TUGAS TERTULIS >>
(a) Kutip dari teks tentang strategi membina akhlak seluruh bagian mulai dari "Strategi Membina Akhlaq" sampai dengan "dari Umu Salamah).", tanpa mengubah satu kata pun.
(b) Lanjutkan teks tentang strategi membina akhlak, dimulai setelah kalimat terakhir yang tercantum.

TEKS YANG DISEDIAKAN >>
· · · · · · ·

Minggu, 19 Juni 2011

Strategi Membina Akhlaq


Doa Rasulullah: "Dengan nama Allah aku berserah diri kepada Allah. Wahai Tuhanku mohon dipeliharakan olehMu akan tersesat atau menyesatkan atau tergelincir atau menggelincirkan atau dianiaya atau menganiaya atau berlaku semberono atau diperlakukan dengan semberono." (H.R Abu Dawud,Tarmizi, Nasai dan Ibnu Majah dari Umu Salamah).
Bila kita telusuri dari seluruh perjalanan dakwah Rasulullah SAW selama 23 tahun maka pada intinya strategi beliau ada tiga, yaitu tugas tilawah, tazkiyah dan ta‘limah tiga strategi yang ditempuh Rasulullah SAW dan para Nabi dan Rasul sebelumnya.

· · · · · · ·

BAHAN YANG DISEDIAKAN >>
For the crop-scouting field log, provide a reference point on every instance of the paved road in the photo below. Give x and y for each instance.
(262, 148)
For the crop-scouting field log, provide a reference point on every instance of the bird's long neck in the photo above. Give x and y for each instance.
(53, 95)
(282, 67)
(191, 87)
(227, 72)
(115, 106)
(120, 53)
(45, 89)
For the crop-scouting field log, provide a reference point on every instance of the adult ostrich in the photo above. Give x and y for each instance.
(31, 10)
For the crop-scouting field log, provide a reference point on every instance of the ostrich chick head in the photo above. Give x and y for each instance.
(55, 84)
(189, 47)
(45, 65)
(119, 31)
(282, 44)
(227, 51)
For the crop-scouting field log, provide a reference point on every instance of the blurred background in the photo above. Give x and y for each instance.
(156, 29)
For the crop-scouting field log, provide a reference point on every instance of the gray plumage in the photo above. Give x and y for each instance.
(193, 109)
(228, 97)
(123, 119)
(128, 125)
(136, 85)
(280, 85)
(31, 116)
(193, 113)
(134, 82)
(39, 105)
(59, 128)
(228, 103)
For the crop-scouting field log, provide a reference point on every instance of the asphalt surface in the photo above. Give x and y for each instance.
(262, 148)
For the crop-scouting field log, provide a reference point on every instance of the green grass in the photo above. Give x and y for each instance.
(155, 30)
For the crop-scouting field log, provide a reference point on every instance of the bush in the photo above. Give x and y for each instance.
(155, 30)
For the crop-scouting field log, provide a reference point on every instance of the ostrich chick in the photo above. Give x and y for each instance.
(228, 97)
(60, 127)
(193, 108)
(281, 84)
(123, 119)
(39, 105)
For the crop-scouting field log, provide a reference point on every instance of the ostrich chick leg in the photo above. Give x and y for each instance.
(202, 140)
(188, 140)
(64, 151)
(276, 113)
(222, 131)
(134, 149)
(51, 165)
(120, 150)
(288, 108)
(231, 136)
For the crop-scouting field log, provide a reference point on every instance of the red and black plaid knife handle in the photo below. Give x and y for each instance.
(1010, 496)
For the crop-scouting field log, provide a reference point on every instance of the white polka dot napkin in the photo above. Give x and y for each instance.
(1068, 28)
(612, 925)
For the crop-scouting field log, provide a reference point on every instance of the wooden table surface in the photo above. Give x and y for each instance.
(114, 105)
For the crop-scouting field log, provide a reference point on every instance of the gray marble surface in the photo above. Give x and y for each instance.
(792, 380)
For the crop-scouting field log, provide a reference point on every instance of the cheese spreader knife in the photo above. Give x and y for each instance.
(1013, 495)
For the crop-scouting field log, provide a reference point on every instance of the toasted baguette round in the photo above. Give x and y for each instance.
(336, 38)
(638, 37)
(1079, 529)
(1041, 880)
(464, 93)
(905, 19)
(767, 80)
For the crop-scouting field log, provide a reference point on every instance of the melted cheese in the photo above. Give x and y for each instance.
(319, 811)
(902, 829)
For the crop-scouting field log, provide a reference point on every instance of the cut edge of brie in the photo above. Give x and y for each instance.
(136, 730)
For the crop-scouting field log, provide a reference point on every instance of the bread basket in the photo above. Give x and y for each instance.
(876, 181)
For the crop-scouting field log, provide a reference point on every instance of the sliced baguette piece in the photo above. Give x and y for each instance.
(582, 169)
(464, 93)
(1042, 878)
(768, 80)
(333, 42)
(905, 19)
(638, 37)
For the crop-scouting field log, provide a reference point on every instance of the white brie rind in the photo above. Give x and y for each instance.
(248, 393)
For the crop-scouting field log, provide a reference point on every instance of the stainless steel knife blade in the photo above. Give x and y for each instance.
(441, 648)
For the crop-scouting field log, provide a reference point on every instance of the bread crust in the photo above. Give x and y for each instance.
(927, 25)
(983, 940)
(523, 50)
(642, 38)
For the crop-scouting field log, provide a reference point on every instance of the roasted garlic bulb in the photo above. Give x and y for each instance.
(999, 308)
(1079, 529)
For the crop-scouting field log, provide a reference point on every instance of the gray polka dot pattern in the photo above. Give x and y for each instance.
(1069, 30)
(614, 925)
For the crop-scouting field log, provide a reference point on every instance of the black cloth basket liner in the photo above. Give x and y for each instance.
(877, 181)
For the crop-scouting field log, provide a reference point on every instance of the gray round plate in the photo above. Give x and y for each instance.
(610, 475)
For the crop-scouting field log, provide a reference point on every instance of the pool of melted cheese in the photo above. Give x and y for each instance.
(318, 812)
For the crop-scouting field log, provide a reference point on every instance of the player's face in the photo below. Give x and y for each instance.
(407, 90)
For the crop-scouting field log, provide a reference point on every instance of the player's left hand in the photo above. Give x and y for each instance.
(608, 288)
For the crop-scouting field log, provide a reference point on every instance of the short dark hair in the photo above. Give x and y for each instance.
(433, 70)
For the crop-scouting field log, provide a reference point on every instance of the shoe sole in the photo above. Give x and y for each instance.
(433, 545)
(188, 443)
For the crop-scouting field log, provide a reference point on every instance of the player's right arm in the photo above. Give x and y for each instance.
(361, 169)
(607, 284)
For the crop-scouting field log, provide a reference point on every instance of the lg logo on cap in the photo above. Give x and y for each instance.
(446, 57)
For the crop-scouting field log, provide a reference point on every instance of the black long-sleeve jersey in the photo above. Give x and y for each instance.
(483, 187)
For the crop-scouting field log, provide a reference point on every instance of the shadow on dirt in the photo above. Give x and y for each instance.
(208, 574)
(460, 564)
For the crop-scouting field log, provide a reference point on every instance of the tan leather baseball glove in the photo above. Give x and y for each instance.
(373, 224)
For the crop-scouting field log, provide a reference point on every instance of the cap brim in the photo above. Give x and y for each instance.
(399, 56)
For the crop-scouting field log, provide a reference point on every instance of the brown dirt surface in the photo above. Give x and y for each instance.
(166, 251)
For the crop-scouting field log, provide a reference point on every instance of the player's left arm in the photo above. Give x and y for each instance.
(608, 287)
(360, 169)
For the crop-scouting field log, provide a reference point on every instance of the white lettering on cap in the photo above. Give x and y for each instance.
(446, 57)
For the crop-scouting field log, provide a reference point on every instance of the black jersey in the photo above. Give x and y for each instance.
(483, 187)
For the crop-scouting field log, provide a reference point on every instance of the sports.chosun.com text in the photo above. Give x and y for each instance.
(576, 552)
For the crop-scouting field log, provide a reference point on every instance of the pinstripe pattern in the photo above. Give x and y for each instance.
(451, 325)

· · · · · · ·

HASIL YANG DIHARAPKAN >>
(a)
Strategi Membina Akhlaq


Doa Rasulullah: "Dengan nama Allah aku berserah diri kepada Allah. Wahai Tuhanku mohon dipeliharakan olehMu akan tersesat atau menyesatkan atau tergelincir atau menggelincirkan atau dianiaya atau menganiaya atau berlaku semberono atau diperlakukan dengan semberono." (H.R Abu Dawud,Tarmizi, Nasai dan Ibnu Majah dari Umu Salamah).

(b)
Tilawah adalah membacakan tanda-tanda kebesaran Allah SWT yang ada di alam semesta termasuk yang melekat pada diri manusia sendiri. Tilawah adalah membaca, merenung, memikirkan akan tanda-tanda kebesaran Allah SWT melalui segala ciptanya yang pada akhirnya akan dapat membunuh keimanan dan keyakinan yang membaca pengakuan yang tulus, bahwa tiada Tuhan selain Allah. Dengan membaca tanda-tanda kebesaran Allah diharapkan agar manusia menyadari keberadaan dirinya, asal-usul dan apa tujuan hidupnya dan menyadari manusia adalah makhluk Allah yang sangat lemah, tiada punya daya dan kekuatan apa-apa, bahkan hidupnya selalu bergantung pada kasih sayang dan pertolongan Allah SWT.
Penyadaran diri sendiri perlu ditanamkan kepada semua manusia, sebab manusia banyak yang lupa diri dan arogan, ia lupa, bahwa ia tidak mempunyai apa-apa, termasuk dirinya adalah milik Allah SWT. Kekuasaan, pangkat, jabatan, kedudukan, harta kekayaan dan lain-lain adalah milik Allah. Oleh karena itu, kita akan tetap mengakui sebagai hamba Allah dalam posisi apapun, sebagai pejabat, tokoh, pemimpin, ilmuan, cendikiawan dan apa saja, kita tidak bergeser dari kedudukan sebagai hamba Allah yang lemah.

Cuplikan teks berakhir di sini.